- [What you need to do]:
(1) According to the essay on community below, what are the basic building blocks of community through which social order exists?
(2) Reproduce the stretch of the essay on community below from "Introduction & Preface" through "a complimentary PDF.".
(3) Pick up the essay on community below at the point where it ends and keep writing it.

======== Given passage ========

The Quest for Community- A Call to Public Health
 
Introduction & Preface
*In case you're new here, we're covering a set of essays on Robert Nisbet's classic work, The Quest for Community.  Scroll through the feed for previous essays.  When finished they'll all be compiled into a complimentary PDF.

In "The Quest for Community" Nisbet offers us a definition of community:
 
“The product of people working together on problems, of autonomous and collective fulfillment of internal objectives, and of the experience of living under the codes of authority which have been set in large degree by the persons involved.”
 
He follows up his definition by reminding us that people come together because things can’t be done in isolation.  I’m reminded of even Thoreau’s assistance by friends and family members when he set out to live at Walden Pond alone for over 2 years.  All human achievement is done through community.  Roads are built, inventions are created, buildings are constructed, cities exist and people survive through communities of various kinds.  Even languages exist because of community.  It could be no other way.    
 
Social order exists only through the basic building blocks of community- family, religion, arts, politics, professions, and government.  Where other forms of community breaks down, the government must expand and take over all power, and thus grow exponentially.  So ironically, the more individual “freedom” is touted, the more the traditional forms of community are discounted, the more the government must step in with programs, deficits, and rules, to fill the void of authority.  The goal of community rightly considered is to have healthy groups, based on freedom of association, but also unchosen obligations and duties where people put limits on themselves individually to achieve certain goals together– safe cities, generational stability, stable economies, and good places to live with a vibrant culture, for example.

======== Entries provided ========

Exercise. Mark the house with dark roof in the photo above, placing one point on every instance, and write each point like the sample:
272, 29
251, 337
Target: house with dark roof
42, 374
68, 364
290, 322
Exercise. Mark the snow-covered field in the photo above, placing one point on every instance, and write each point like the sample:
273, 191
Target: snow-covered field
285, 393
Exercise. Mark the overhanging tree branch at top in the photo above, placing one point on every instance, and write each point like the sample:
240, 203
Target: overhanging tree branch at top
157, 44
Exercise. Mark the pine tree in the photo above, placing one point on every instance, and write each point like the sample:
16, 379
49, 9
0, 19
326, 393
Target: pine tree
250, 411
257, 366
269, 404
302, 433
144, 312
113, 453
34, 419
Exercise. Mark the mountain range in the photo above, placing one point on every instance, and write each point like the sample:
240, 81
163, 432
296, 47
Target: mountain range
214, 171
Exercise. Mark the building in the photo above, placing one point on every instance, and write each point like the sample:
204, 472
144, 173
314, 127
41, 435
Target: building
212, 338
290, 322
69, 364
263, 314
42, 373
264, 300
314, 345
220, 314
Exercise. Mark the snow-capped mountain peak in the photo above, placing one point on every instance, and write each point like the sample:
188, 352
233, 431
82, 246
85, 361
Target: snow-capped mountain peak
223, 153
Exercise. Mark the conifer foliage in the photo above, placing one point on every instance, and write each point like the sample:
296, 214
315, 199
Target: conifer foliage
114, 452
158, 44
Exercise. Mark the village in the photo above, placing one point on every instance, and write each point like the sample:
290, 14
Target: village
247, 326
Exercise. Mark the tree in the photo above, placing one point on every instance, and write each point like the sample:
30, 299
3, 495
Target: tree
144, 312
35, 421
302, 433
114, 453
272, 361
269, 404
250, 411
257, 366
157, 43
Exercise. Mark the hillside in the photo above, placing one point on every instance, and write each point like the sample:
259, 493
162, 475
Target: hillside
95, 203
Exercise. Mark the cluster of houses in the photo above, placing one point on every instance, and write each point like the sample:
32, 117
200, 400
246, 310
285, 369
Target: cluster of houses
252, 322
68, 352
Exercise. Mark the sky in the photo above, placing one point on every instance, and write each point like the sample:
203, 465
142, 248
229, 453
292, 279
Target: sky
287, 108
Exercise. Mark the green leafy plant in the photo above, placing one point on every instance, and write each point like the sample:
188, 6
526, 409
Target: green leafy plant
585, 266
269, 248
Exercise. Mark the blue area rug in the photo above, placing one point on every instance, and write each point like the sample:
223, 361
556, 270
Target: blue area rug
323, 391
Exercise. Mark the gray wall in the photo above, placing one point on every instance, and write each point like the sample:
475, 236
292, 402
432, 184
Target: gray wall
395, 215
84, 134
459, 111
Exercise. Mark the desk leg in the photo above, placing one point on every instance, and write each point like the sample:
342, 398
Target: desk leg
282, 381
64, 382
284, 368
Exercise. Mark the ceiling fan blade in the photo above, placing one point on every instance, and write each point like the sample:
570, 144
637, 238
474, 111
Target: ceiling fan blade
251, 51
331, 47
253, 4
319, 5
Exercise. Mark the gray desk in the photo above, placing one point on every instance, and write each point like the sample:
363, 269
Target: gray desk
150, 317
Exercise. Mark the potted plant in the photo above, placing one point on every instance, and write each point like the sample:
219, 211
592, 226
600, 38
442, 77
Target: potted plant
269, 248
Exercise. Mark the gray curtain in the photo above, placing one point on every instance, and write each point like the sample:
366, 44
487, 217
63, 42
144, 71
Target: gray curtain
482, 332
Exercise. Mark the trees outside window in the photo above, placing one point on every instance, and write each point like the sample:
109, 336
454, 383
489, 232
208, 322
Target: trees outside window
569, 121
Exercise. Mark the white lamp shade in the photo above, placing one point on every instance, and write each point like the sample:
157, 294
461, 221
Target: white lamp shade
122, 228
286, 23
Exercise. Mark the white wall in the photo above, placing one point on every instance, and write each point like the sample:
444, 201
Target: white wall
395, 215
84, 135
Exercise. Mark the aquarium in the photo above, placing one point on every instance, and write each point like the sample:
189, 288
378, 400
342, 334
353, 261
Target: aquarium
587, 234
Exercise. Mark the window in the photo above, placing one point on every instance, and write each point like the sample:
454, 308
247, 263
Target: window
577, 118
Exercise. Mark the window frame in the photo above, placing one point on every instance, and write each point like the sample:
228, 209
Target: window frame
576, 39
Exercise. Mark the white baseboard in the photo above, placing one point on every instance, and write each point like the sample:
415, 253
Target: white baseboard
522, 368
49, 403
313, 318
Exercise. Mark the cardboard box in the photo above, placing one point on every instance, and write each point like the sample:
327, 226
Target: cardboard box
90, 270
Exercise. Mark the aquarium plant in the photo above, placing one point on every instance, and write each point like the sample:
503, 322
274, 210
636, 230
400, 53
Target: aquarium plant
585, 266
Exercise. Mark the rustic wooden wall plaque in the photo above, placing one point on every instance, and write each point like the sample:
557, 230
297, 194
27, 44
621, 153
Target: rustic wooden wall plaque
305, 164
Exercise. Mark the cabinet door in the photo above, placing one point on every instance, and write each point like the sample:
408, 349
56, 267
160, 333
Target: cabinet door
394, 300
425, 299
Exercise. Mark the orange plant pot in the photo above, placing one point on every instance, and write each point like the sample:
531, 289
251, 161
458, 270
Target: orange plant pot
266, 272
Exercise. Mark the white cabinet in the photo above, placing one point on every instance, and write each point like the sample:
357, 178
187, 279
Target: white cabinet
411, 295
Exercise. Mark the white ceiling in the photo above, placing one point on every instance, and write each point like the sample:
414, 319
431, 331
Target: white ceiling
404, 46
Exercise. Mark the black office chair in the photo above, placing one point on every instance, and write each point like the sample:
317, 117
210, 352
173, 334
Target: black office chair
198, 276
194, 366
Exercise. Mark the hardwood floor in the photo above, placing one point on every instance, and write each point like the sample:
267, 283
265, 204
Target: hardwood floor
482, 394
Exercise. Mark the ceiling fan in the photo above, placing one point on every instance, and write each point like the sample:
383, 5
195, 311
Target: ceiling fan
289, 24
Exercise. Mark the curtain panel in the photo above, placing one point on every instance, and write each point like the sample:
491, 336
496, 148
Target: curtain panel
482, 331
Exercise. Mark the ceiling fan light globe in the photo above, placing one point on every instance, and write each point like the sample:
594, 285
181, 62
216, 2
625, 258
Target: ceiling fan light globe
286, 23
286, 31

========

- [The responses]:
(1) Family, religion, arts, politics, professions, and government.

(2)
Introduction & Preface
*In case you're new here, we're covering a set of essays on Robert Nisbet's classic work, The Quest for Community.  Scroll through the feed for previous essays.  When finished they'll all be compiled into a complimentary PDF.

(3)
Modern American culture can be characterized by one word- alienation.  Of course this varies from place to place, but the overall sense is that the social order is:
 
  • Remote
  • Incomprehensible
  • Fraudulent
  • Beyond hope or desire
  • Inviting apathy or boredom
  • Uninteresting
 
Manufactured symbols of togetherness, like the Super Bowl, big Hollywood movies exist, along with programs of political correctness, patio festivals, political media spectacles, concerts, and new consumer product launches but these are ephemeral ways of being together and don’t have any overall effect.  We might get into these things temporarily, but the substantial and concrete means of community, of accomplishing things together, like the local governments, the political party, local business, churches, labor unions, and even families, which normally carry on over countless generations, are slowly fading away. They’re still there, but rarely do they inspire our loyalty or devotion.  
 
Nisbet gives us 3 ways modern people are alienated, weak and rootless:
 
  1. From the past- from our history, our national traditions, our ancestors. 
  2. From physical place and nature- from a hometown, personal ties, a region, a local culture, and from the outdoors and natural creation.
  3. From things- from property, hard, material property, things one can touch or even be debased by.
 
Even though Nisbet recognizes those 3 types of alienation, he says that the two most important parts of community are:
 
  1. Social function- extended family, neighborhood, apprenticeship, social class, & parish, which give people roles to play.
  2. Social authority- not power, which is external and rooted in force, but in statuses, functions, and allegiances, given by the associated members of the community.  
 
Power, Nisbet states, arises only when authority breaks down.  One immediately thinks of the constant battles with crime in the inner cities.  Families no longer exists, and fathers as authority figures no longer exist in these communities, so the state steps in as a power broker, with guns, bullet-proof vests, cameras, and all-out efforts to restore order where this is no authority.  Power seeks homogeneity, regimentation, and manipulation, and Nisbet likens this to a war environment and a military state of affairs.  Compare this state of affairs to the famous quote by Proudhon:
 
“Multiply your associations and be free.”
 
Multiple associations at the basic level create healthy authority and community.  Where there is no longer authority, power steps into the vacuum.  
 
Interestingly, Nisbet points out a different problem in Suburbia:
 
“But what we get in many sections of the country is a kind of suburban horde.  There is no community because there are no common problems, no functions, no authority.  These are lacking because….effective control is vested elsewhere in boards, councils, offices of counties, districts, or adjacent cities.”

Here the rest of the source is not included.